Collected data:
= Beginning of Section =

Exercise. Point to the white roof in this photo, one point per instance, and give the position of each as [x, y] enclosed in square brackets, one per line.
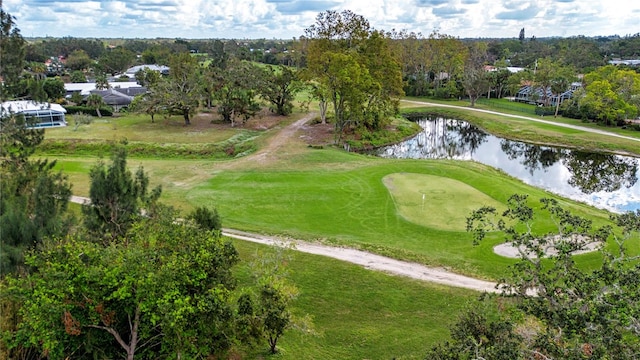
[85, 88]
[135, 69]
[20, 106]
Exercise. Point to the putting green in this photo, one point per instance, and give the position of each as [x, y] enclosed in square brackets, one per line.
[435, 201]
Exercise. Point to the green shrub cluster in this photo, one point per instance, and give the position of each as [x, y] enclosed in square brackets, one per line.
[74, 109]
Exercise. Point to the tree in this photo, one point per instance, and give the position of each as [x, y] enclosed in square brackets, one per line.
[181, 92]
[149, 103]
[116, 60]
[476, 79]
[162, 291]
[266, 313]
[356, 67]
[78, 77]
[279, 87]
[78, 60]
[102, 82]
[33, 197]
[579, 313]
[95, 101]
[611, 95]
[12, 56]
[235, 90]
[117, 198]
[54, 87]
[147, 77]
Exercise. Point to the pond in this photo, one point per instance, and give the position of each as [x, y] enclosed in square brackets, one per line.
[602, 180]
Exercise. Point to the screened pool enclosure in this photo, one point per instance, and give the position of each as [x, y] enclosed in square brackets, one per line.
[42, 115]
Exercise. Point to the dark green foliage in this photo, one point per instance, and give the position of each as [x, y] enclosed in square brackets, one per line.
[116, 60]
[279, 86]
[206, 218]
[164, 291]
[54, 88]
[33, 198]
[274, 312]
[235, 90]
[582, 314]
[475, 336]
[12, 55]
[117, 198]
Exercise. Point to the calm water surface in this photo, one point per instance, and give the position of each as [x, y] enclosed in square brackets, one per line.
[602, 180]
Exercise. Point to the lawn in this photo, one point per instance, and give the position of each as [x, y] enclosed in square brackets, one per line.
[342, 198]
[358, 313]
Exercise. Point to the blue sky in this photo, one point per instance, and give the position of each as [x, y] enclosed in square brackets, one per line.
[286, 19]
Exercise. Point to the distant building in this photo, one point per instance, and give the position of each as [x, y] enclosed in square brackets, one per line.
[46, 114]
[536, 95]
[131, 72]
[630, 62]
[85, 88]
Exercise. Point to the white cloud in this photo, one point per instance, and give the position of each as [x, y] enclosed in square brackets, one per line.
[289, 18]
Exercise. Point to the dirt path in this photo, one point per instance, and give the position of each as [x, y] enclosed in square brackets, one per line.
[366, 259]
[373, 262]
[363, 258]
[582, 128]
[268, 153]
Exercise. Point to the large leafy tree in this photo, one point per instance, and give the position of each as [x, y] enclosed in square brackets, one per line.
[117, 197]
[611, 95]
[476, 79]
[33, 197]
[235, 90]
[568, 312]
[12, 55]
[279, 86]
[357, 68]
[181, 93]
[162, 290]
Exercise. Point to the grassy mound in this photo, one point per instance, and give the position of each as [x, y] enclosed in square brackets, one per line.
[435, 201]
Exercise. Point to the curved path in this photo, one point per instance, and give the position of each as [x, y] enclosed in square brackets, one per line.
[363, 258]
[576, 127]
[359, 257]
[366, 259]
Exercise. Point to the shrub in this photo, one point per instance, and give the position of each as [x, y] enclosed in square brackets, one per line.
[81, 119]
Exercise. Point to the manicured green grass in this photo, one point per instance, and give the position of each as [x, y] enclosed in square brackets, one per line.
[542, 133]
[434, 201]
[351, 206]
[139, 128]
[358, 313]
[341, 198]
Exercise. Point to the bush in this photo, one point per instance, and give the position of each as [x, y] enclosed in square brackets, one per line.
[81, 119]
[545, 110]
[105, 111]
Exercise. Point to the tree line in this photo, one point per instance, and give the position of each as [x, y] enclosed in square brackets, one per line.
[126, 278]
[371, 69]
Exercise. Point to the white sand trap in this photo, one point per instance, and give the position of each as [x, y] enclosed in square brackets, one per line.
[508, 250]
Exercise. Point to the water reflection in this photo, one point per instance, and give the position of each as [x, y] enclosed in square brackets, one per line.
[606, 181]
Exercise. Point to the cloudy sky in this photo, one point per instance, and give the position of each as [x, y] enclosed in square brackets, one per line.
[285, 19]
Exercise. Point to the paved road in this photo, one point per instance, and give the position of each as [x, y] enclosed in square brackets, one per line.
[366, 259]
[577, 127]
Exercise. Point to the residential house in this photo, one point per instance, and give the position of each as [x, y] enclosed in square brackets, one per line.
[45, 114]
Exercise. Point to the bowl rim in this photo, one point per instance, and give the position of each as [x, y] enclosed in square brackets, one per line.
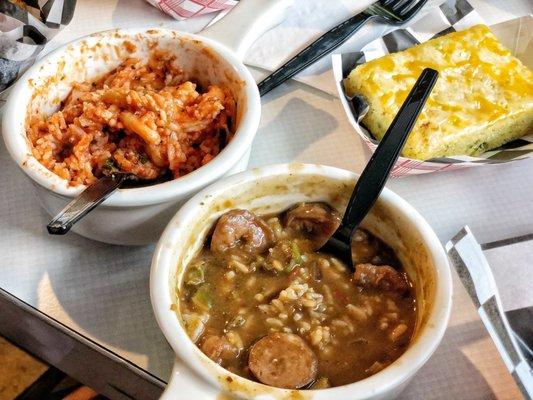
[393, 376]
[14, 133]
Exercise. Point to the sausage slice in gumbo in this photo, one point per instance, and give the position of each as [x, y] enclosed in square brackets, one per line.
[262, 302]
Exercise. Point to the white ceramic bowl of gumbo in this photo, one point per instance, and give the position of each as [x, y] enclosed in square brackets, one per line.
[138, 216]
[273, 189]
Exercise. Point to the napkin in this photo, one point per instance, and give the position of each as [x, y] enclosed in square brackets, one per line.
[480, 281]
[183, 9]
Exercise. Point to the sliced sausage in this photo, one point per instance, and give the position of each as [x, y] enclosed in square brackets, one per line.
[243, 230]
[382, 277]
[317, 221]
[283, 360]
[218, 349]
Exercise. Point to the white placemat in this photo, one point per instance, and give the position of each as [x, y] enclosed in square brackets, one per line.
[102, 291]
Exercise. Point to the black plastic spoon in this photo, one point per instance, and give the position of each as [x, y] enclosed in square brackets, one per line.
[372, 180]
[90, 198]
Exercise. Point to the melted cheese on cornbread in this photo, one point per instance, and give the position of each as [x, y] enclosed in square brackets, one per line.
[483, 97]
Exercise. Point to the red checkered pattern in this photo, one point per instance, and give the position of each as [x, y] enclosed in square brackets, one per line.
[183, 9]
[408, 166]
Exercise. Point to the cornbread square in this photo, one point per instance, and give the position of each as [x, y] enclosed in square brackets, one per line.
[483, 97]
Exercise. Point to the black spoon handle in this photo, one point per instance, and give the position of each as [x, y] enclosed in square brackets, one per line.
[85, 203]
[316, 50]
[372, 180]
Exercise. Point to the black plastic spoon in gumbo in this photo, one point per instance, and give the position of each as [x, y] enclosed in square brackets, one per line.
[373, 178]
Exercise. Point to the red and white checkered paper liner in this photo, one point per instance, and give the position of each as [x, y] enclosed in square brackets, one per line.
[450, 16]
[183, 9]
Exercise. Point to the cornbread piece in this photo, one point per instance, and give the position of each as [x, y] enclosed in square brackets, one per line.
[483, 97]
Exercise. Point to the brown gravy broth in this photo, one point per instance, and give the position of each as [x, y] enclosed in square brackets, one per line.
[260, 301]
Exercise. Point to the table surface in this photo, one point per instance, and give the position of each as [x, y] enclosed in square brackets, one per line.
[102, 292]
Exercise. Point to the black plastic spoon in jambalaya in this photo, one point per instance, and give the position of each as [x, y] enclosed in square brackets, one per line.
[373, 178]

= End of Section =

*ABOUT THIS TASK:*
Write out the records above exactly. Pictures do not belong in the copy.

*EXERCISE OUTPUT:*
Exercise. Point to the white roof in this photo, one point per instance, and give the position of each as [x, y] enclosed in square brackets, one per line.
[85, 88]
[135, 69]
[20, 106]
Exercise. Point to the putting green in this photo, one point per instance, and give the position of each as [x, y] enclosed in square brackets, one per line.
[435, 201]
Exercise. Point to the green shrub cluster in this photo, one point per instance, and give the position of each as [x, y] enclosed in square brackets, one per line.
[74, 109]
Exercise. Point to the tree in this photo, one point per instance, and give the position of each as [x, y] enclosed in square brackets, one per line.
[181, 92]
[149, 103]
[116, 60]
[476, 79]
[162, 291]
[266, 313]
[356, 67]
[78, 77]
[279, 87]
[78, 60]
[102, 82]
[33, 197]
[579, 313]
[95, 101]
[611, 95]
[12, 56]
[235, 90]
[117, 198]
[54, 87]
[147, 77]
Exercise. Point to the pond in this photo, one point per instance, and give the position of each as [x, y] enclosed in square brackets, one per line.
[602, 180]
Exercise. Point to the screened pool enclosure in this photo, one point per instance, and give the position of each as [x, y] enclosed in square brackets, one per line.
[42, 115]
Exercise. Point to the dark green foliage in this photo, one point per instance, and give the position of each as [x, y] enclosed in square brackets, one per line.
[116, 60]
[279, 86]
[206, 218]
[164, 291]
[54, 88]
[33, 198]
[274, 312]
[235, 90]
[582, 314]
[475, 336]
[12, 55]
[117, 198]
Exercise. Point to the calm water surface in this photo, one point per instance, and give the position of each as [x, y] enclosed in square brackets, one per line.
[602, 180]
Exercise. Point to the lawn in this photo, one point per instance, and give the position of each as [x, y] enclosed in square brackets, one per line.
[342, 198]
[358, 313]
Exercise. Point to the blue sky in this photo, one point per instance, and give the position of each as [x, y] enclosed in square brackets, one per line.
[286, 19]
Exercise. Point to the distant building in this photo, one point per instance, and give the position of each as [x, y] enclosed in square brackets, one per line.
[46, 114]
[536, 95]
[131, 72]
[630, 62]
[85, 88]
Exercise. Point to the white cloud in this photo, one point per instance, and give the position of each as [x, y] enclosed in square brackets, one per line.
[289, 18]
Exercise. Point to the dirt path in this photo, one point per instance, and give the position of each as [x, y] enclosed in square brackets, one per line.
[366, 259]
[373, 262]
[363, 258]
[582, 128]
[268, 153]
Exercise. Point to the large leafy tree in this photo, one point per instance, and give the position of each as [x, y] enclosed in square brackets, one per line.
[117, 197]
[611, 95]
[476, 79]
[33, 197]
[235, 90]
[568, 312]
[12, 55]
[279, 86]
[357, 68]
[181, 93]
[162, 290]
Exercise. Point to the grassy mound in this photo, one point per instance, and give the position of each as [x, y] enclosed in square brackets, one per line.
[435, 201]
Exercise. Point to the curved path in this photo, one point per instance, and give the position of each as [x, y] enclosed in square brackets, one per line.
[363, 258]
[576, 127]
[359, 257]
[366, 259]
Exercise. Point to the shrub in this photo, one point per instance, and give the position of each as [x, y] enclosed in square brackets, one per line.
[81, 119]
Exercise. Point to the manicured green grass in this photo, one point per instance, and give the position of each as [x, y] enclosed in square brackets, one per line.
[542, 133]
[434, 201]
[351, 206]
[139, 128]
[358, 313]
[341, 198]
Exercise. Point to the bush in this photo, one point per instance, and give the position of each as [x, y] enclosed in square brackets, one per line.
[81, 119]
[545, 110]
[105, 111]
Exercise. Point to the tree line in this photo, one point per instance, and give the position of each as [x, y] enclosed in square brackets, one per line.
[126, 278]
[371, 69]
Exercise. Point to the white sand trap in this photo, one point per instance, and give the position of each as [x, y] enclosed in square brackets, one per line.
[508, 250]
Exercise. Point to the water reflection in this photo, one point per instance, and give the position of each as [x, y] enclosed in square brackets, one per line.
[606, 181]
Exercise. Point to the cloudy sky in this photo, one point per instance, and give the position of each as [x, y] enclosed in square brackets, one per line.
[285, 19]
Exercise. Point to the paved road in this photo, one point per instance, and give the position of each as [x, y] enclosed in square brackets, one per line.
[366, 259]
[577, 127]
Exercise. Point to the residential house in this photo, one point per instance, and give the position of each as [x, y] enclosed in square brackets, one per line.
[45, 114]
Exercise. Point to the bowl rim in this photo, one point per instance, and give the position of each as [x, y] enclosed in square brackets, one per line.
[393, 376]
[14, 133]
Exercise. Point to the sausage slice in gumbo in this photo, one point per instance, and give the position of each as [x, y] enclosed in square brackets, one per line.
[262, 302]
Exercise. Point to the white ceramic bowl of gumbo in this photo, one point per instance, and give the position of each as [x, y] enclosed in square brackets, one per line.
[138, 216]
[273, 189]
Exercise. Point to the napkin in this photo, one point per instance, and give the position of each as [x, y] enclosed in square brackets, one per line.
[480, 281]
[183, 9]
Exercise. Point to the sliced sausage in this photo, one point per instance, and give the position of each as [x, y] enclosed in square brackets, one per line.
[243, 230]
[382, 277]
[317, 221]
[283, 360]
[218, 349]
Exercise. Point to the white placemat in this photo, one point per instance, and give the position of each as [x, y] enclosed in square brackets, one per line.
[102, 291]
Exercise. Point to the black plastic spoon in this photo, one point per instance, and give the position of each as [x, y] enclosed in square brackets, one per line.
[372, 180]
[90, 198]
Exercise. Point to the melted cheese on cornbread in this photo, one point per instance, and give the position of each as [x, y] enclosed in square brackets, one per line.
[483, 97]
Exercise. Point to the red checkered pattern in this photo, one point per instance, and give the position of each as [x, y] enclosed in square brackets, one per line.
[183, 9]
[408, 166]
Exercise. Point to the cornbread square in this photo, one point per instance, and give the position of each as [x, y] enclosed in square brackets, one per line.
[483, 97]
Exercise. Point to the black spoon handle in this photo, one point per instance, and give the position of each as [x, y] enclosed in square brackets, one per line.
[85, 203]
[316, 50]
[372, 180]
Exercise. Point to the black plastic spoon in gumbo in this photo, one point per instance, and give the position of each as [x, y] enclosed in square brackets, one per line.
[373, 178]
Exercise. Point to the red and white checkered paper liner in this photo, one point per instance, and give the position of each as [x, y] enclosed in square brackets, one per line.
[450, 16]
[183, 9]
Exercise. Point to the cornbread piece in this photo, one point per instance, and give the position of each as [x, y] enclosed in square brackets, one per line.
[483, 97]
Exercise. Point to the brown gravy broth in this photo, one point per instance, and give the position of each as [x, y] enclosed in square brackets, one per line.
[260, 301]
Exercise. Point to the table surface in this photo, one point per instance, and give the position of each as [x, y] enclosed in square brackets, one per line.
[102, 292]
Exercise. Point to the black plastic spoon in jambalaya in this photo, one point per instance, and give the position of each as [x, y] enclosed in square brackets, one per line.
[373, 178]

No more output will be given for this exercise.